Data extracted from a collection
---*---

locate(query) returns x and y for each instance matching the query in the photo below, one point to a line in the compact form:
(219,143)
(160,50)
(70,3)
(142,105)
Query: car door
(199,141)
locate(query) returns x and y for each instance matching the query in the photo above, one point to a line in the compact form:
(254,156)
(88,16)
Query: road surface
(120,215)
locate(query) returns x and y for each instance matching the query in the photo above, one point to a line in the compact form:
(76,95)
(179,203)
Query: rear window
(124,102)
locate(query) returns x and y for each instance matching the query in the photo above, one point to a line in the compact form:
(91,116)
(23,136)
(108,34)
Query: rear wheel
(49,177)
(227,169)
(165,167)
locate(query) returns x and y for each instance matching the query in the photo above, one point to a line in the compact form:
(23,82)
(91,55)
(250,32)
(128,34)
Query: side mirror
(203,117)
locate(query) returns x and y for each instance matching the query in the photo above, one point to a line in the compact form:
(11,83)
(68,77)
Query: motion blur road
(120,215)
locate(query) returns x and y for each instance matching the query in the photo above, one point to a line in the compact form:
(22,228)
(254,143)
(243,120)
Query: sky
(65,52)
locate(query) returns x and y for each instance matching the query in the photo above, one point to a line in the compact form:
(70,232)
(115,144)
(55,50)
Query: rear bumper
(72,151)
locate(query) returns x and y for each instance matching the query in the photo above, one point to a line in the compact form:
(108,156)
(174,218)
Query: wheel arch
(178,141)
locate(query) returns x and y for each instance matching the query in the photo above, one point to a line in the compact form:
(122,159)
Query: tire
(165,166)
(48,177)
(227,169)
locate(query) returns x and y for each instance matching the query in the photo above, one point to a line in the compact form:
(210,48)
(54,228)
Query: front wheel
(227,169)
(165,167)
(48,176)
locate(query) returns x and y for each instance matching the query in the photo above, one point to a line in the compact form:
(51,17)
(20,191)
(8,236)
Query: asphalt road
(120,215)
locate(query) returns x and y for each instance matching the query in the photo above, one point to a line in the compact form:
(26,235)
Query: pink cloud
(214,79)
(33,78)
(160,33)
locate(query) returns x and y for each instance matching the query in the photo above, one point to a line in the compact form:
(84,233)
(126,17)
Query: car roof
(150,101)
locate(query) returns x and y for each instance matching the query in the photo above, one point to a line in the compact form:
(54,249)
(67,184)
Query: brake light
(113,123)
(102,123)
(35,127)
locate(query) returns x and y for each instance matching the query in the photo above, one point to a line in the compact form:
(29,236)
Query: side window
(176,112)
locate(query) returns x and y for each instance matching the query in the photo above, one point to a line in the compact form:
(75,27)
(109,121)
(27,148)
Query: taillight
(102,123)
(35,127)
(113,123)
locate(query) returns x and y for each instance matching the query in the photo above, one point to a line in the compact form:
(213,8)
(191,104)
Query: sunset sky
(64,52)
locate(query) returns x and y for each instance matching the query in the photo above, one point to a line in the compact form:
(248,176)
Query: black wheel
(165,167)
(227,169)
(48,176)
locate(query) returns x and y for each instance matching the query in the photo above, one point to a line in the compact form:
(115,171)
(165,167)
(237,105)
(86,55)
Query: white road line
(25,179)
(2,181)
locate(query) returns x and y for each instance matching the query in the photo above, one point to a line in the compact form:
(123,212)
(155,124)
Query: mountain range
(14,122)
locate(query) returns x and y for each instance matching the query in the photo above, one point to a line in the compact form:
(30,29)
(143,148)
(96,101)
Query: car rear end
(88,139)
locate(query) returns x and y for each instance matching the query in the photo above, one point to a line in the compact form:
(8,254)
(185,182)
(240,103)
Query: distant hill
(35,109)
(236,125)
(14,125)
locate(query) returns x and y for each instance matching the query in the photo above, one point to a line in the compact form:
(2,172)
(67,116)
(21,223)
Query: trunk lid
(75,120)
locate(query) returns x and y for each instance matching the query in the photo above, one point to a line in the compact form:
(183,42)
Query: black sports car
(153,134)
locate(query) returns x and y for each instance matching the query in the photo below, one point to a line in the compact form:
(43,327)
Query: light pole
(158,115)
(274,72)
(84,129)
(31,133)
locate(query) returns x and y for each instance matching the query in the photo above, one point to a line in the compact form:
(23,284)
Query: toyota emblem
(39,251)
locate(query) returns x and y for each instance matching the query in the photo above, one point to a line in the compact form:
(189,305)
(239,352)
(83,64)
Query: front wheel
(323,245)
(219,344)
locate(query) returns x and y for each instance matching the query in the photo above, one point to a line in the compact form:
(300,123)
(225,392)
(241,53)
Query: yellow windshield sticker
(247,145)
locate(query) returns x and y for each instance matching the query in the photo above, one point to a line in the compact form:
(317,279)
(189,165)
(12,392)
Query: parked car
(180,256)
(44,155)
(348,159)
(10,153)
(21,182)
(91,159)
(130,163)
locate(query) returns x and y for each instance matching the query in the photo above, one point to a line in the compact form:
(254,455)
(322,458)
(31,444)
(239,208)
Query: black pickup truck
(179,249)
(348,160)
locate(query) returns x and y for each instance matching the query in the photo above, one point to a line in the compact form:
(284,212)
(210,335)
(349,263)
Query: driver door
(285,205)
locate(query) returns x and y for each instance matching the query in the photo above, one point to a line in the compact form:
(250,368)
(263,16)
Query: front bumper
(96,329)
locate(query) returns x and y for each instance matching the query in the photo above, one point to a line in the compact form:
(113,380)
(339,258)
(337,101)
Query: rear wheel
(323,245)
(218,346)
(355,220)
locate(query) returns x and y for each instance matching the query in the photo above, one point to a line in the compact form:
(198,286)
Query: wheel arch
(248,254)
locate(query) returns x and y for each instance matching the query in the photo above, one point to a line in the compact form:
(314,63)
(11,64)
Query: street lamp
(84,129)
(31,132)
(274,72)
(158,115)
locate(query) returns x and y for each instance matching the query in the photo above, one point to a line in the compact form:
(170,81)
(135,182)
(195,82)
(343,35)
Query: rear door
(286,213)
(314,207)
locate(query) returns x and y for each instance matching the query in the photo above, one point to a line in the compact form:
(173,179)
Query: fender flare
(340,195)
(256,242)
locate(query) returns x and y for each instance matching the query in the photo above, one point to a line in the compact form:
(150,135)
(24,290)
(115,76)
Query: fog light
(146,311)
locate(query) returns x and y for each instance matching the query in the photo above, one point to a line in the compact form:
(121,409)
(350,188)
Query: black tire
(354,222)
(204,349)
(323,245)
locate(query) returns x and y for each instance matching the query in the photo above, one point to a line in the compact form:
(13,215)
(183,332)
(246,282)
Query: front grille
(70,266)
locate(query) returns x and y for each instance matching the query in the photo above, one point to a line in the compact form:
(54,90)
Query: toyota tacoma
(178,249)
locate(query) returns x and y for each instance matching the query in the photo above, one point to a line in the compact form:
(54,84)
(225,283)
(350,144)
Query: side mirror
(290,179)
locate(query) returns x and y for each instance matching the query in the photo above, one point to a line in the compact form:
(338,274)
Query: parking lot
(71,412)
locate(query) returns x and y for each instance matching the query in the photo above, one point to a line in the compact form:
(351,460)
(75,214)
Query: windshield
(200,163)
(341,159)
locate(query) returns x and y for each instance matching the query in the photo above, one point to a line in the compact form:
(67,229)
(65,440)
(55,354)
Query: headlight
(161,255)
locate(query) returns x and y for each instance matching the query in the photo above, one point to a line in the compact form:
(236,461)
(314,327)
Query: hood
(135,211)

---*---

Exercise goal: In full and verbatim, transcribe the data.

Result of the task:
locate(query) returns x and y for each instance matching the query in the photo below, one point to a line in the compact form:
(219,143)
(160,50)
(70,3)
(142,105)
Query: car door
(199,141)
locate(query) returns x and y for each instance matching the query in the photo above, one point to a line in the compact form:
(254,156)
(88,16)
Query: road surface
(120,215)
locate(query) returns x and y for each instance matching the query in the photo above, one point to a line in the compact form:
(76,95)
(179,203)
Query: rear window
(124,102)
locate(query) returns x and y for each instance matching the query in the photo above, one point to a line in the compact form:
(91,116)
(23,136)
(108,34)
Query: rear wheel
(49,177)
(227,169)
(165,167)
locate(query) returns x and y for each instance matching the query in the photo above, one point to a line in the compact form:
(23,82)
(91,55)
(250,32)
(128,34)
Query: side mirror
(203,117)
locate(query) returns x and y for each instance matching the query in the photo above, one point to a line in the compact form:
(11,83)
(68,77)
Query: motion blur road
(120,215)
locate(query) returns x and y for each instance matching the query in the photo above, one point to a line in the compact form:
(22,228)
(254,143)
(243,120)
Query: sky
(65,52)
locate(query) returns x and y for each instance matching the query in the photo above, one point to a line in the compact form:
(70,232)
(115,144)
(55,50)
Query: rear bumper
(72,151)
locate(query) returns x and y for each instance matching the query in the photo above, one point to a line in the compact form:
(108,156)
(174,218)
Query: wheel arch
(178,141)
locate(query) returns x and y for each instance matching the query in the photo above, one point to a line in the compact form:
(122,159)
Query: tire
(165,166)
(48,177)
(227,169)
locate(query) returns x and y for each instance matching the query in the photo above, one point to a line in the compact form:
(210,48)
(54,228)
Query: front wheel
(227,169)
(165,167)
(48,176)
locate(query) returns x and y for each instance matching the query in the photo above, one point to a line in the compact form:
(51,17)
(20,191)
(8,236)
Query: asphalt road
(120,215)
locate(query) returns x and y for each instance matching the query in the photo above, one point to a line in the compact form:
(26,235)
Query: pink cloud
(214,79)
(33,78)
(160,33)
locate(query) returns x and y for each instance matching the query in the photo above, one point to a line in the compact form:
(84,233)
(126,17)
Query: car roof
(150,101)
locate(query) returns x and y for each instance matching the query in the photo above, one point to a line in the compact form:
(54,249)
(67,184)
Query: brake light
(113,123)
(102,123)
(35,127)
locate(query) returns x and y for each instance matching the query in the photo above, one point to a line in the compact form:
(29,236)
Query: side window
(176,112)
locate(query) returns x and y for each instance matching the query in the photo above, one point to a line in the compact form:
(75,27)
(109,121)
(27,148)
Query: taillight
(102,123)
(35,127)
(113,123)
locate(query) returns x and y for each instance matching the query in the photo above, one point to a line in the compact form:
(213,8)
(191,104)
Query: sunset sky
(64,52)
locate(query) returns x and y for each instance matching the query in the photo above, one point to a line in the compact form:
(248,176)
Query: black wheel
(165,167)
(227,169)
(48,176)
locate(query) returns x and y for each instance matching the query in the photo above, one point to a line in the compact form:
(115,171)
(165,167)
(237,105)
(86,55)
Query: white road line
(25,179)
(2,181)
locate(query) returns x and y for each instance matching the query in the photo above, one point to a line in the compact form:
(123,212)
(155,124)
Query: mountain range
(14,122)
locate(query) returns x and y for each instance matching the query in the photo above, one point to a line in the compact form:
(30,29)
(143,148)
(96,101)
Query: car rear end
(88,139)
locate(query) returns x and y for each instance matching the query in the photo above, one point to a line in the compact form:
(8,254)
(185,182)
(240,103)
Query: distant hill
(35,109)
(236,125)
(14,125)
locate(query) returns x and y for each instance matching the query in the photo above, one point to a line in the compact form:
(2,172)
(67,116)
(21,223)
Query: trunk lid
(75,120)
locate(query) returns x and y for each instance matching the query in the photo above, one point to a line in the compact form:
(183,42)
Query: black sports car
(153,134)
locate(query) returns x and y for each instance matching the query in the photo below, one point to a line in the compact form:
(43,327)
Query: light pole
(158,115)
(274,72)
(84,129)
(31,133)
locate(query) returns x and y for each instance matching the query in the photo above, one point to a line in the compact form:
(23,284)
Query: toyota emblem
(39,251)
locate(query) returns x and y for each instance matching the query in the photo above, one point to a line in the compact form:
(189,305)
(239,352)
(83,64)
Query: front wheel
(323,245)
(219,344)
locate(query) returns x and y for each instance matching the query in the photo above, one point to a line in the compact form:
(300,123)
(225,392)
(241,53)
Query: yellow windshield sticker
(247,145)
locate(query) returns x and y for each instance matching the query in the photo above, one point to a line in the compact form:
(317,279)
(189,165)
(12,392)
Query: parked car
(180,256)
(44,155)
(348,159)
(10,153)
(21,182)
(91,159)
(130,163)
locate(query) returns x and y for each instance matching the query in the photo above, one point to a line in the compact form:
(254,455)
(322,458)
(31,444)
(239,208)
Query: black pickup truck
(179,249)
(348,160)
locate(query) returns x and y for each instance matching the query in the photo above, one point to a line in the compact form:
(284,212)
(210,335)
(349,263)
Query: driver door
(285,205)
locate(query) returns x and y for each instance matching the query in the photo above, one point to a line in the compact form:
(250,368)
(263,16)
Query: front bumper
(96,329)
locate(query) returns x and y for each instance matching the query in the photo above, one point to a line in the compact form:
(113,380)
(339,258)
(337,101)
Query: rear wheel
(323,245)
(218,346)
(355,220)
locate(query) returns x and y for each instance matching the query in the photo above, one point to a line in the compact form:
(198,286)
Query: wheel arch
(248,254)
locate(query) returns x and y for each instance matching the query in the photo above, one point to a line in the compact form:
(314,63)
(11,64)
Query: street lamp
(84,129)
(31,132)
(274,72)
(158,115)
locate(query) returns x and y for each instance matching the query in the photo above, one point to a line in the compact form:
(170,81)
(135,182)
(195,82)
(343,35)
Query: rear door
(286,213)
(314,207)
locate(query) returns x and y for each instance matching the query in the photo above, one point to a line in the compact form:
(173,179)
Query: fender flare
(340,195)
(256,242)
locate(query) returns x and y for each instance matching the query in the photo above, one point to a line in the compact form:
(150,135)
(24,290)
(115,76)
Query: fog light
(146,311)
locate(query) returns x and y for each instance matching the query in the photo above, one point to a line in the compact form:
(121,409)
(350,188)
Query: black tire
(354,222)
(204,349)
(323,245)
locate(query) returns x and y for each instance matching the query in the photo above, one point to a line in the compact form:
(13,215)
(183,332)
(246,282)
Query: front grille
(70,266)
locate(query) returns x and y for each instance matching the query in the photo above, one point to a line in the compact form:
(54,90)
Query: toyota tacoma
(178,249)
locate(query) returns x and y for each instance matching the query in the photo above, one point to a line in the compact form:
(54,84)
(225,283)
(350,144)
Query: side mirror
(290,179)
locate(query) returns x and y for each instance matching the query in the photo above, one point to a line in the compact form:
(338,274)
Query: parking lot
(71,412)
locate(query) returns x and y for each instance matching the query in the photo above, one point to a line in the compact form:
(351,460)
(75,214)
Query: windshield
(200,163)
(341,159)
locate(query) returns x and y for each instance matching the query in the photo above, one point to a line in the compact form:
(67,229)
(65,440)
(55,354)
Query: headlight
(161,255)
locate(query) returns x and y for each instance matching the query in the photo above, one point to a line in the compact form:
(236,461)
(314,327)
Query: hood
(135,211)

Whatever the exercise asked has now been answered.